■ Task to complete: Filter these entries, keeping only lines that hold the word "below".

■ Material for this exercise:
BEGIN

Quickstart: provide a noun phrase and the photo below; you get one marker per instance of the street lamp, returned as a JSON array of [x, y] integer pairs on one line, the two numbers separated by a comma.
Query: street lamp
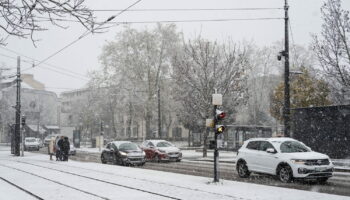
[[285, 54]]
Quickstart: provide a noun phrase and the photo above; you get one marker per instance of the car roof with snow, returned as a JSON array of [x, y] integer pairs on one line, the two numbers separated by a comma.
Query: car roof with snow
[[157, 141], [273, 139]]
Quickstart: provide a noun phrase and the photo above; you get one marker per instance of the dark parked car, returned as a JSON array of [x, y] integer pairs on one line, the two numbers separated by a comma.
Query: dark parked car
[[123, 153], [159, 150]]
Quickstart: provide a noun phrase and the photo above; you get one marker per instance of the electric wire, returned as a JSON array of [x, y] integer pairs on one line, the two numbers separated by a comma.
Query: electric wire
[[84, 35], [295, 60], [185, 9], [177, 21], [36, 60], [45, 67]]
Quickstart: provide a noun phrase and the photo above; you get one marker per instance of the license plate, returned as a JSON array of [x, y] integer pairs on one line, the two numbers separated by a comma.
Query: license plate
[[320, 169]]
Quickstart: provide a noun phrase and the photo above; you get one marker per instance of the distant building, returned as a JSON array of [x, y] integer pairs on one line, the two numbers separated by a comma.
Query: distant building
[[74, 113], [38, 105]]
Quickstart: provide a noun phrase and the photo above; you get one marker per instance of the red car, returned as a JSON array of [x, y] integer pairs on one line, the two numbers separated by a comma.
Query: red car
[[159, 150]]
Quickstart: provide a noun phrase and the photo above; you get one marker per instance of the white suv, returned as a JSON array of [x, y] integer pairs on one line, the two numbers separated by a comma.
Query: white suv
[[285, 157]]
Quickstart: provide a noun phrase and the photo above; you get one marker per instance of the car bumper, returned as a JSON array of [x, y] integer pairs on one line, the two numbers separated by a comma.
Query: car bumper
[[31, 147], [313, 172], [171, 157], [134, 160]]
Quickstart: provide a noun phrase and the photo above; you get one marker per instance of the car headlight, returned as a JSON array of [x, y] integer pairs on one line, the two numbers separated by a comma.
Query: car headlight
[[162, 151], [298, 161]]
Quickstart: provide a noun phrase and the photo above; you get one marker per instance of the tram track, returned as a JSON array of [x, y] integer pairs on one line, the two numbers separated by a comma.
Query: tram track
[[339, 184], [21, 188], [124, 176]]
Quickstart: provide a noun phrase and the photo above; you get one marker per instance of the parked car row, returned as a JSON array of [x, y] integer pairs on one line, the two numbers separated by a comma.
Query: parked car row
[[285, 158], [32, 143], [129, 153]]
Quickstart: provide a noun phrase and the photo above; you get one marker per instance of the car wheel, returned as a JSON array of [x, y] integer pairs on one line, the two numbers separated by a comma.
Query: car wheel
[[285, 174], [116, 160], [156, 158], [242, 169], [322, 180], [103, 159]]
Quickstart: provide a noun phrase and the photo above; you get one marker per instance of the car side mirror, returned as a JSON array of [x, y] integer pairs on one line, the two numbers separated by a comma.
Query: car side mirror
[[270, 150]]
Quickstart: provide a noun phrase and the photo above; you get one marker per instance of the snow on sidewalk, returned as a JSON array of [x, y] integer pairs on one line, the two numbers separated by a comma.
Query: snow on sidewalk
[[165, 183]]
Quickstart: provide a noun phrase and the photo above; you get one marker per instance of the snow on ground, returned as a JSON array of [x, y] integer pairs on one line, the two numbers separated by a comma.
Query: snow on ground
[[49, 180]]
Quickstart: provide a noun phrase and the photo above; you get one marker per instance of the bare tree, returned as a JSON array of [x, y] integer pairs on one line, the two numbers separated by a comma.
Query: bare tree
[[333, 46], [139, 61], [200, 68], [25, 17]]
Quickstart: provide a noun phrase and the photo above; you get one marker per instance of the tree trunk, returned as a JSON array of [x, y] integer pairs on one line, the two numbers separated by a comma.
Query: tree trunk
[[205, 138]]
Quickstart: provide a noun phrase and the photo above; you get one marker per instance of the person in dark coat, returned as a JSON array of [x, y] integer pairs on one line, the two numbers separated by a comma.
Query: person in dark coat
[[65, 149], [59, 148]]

END
BEGIN

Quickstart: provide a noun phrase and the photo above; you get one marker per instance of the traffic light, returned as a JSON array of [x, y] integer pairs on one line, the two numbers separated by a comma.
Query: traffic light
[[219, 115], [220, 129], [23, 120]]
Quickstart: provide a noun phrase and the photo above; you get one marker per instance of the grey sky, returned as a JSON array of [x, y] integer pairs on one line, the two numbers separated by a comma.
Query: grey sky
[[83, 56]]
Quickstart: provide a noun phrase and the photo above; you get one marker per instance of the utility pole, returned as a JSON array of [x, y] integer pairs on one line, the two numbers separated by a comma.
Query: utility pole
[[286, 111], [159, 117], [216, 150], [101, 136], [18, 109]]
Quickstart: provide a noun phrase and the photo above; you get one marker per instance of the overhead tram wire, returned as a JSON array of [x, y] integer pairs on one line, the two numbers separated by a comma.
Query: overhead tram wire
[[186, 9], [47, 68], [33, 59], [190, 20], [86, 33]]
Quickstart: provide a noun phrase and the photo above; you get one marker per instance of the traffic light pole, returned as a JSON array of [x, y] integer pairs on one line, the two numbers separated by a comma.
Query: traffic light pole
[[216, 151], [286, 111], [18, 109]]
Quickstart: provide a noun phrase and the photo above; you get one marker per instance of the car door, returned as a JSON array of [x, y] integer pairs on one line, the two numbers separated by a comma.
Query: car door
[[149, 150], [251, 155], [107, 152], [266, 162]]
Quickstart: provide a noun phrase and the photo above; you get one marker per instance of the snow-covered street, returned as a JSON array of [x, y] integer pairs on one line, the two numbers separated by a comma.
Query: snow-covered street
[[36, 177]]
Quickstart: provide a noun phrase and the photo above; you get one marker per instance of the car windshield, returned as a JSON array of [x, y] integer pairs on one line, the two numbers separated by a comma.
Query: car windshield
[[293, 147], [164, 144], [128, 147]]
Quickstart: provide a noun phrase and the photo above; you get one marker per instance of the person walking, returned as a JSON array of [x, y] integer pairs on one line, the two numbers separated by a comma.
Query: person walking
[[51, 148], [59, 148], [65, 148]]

END
BEGIN

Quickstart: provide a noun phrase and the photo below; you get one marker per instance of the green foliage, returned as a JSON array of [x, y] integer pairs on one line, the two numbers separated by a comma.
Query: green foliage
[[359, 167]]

END

■ Task output:
Quickstart: provide a noun phrase and the photo below; you get one marker per instance of the street lamp, returned as a JSON array of [x, y] integer pairs on one line, the two numbers separated by a comma.
Quickstart: provide a noun phrase and the photo below; you get one marker per instance of the green foliage, returned as a JSON array of [x, y] integer pairs on one line, the two numbers separated by a comma.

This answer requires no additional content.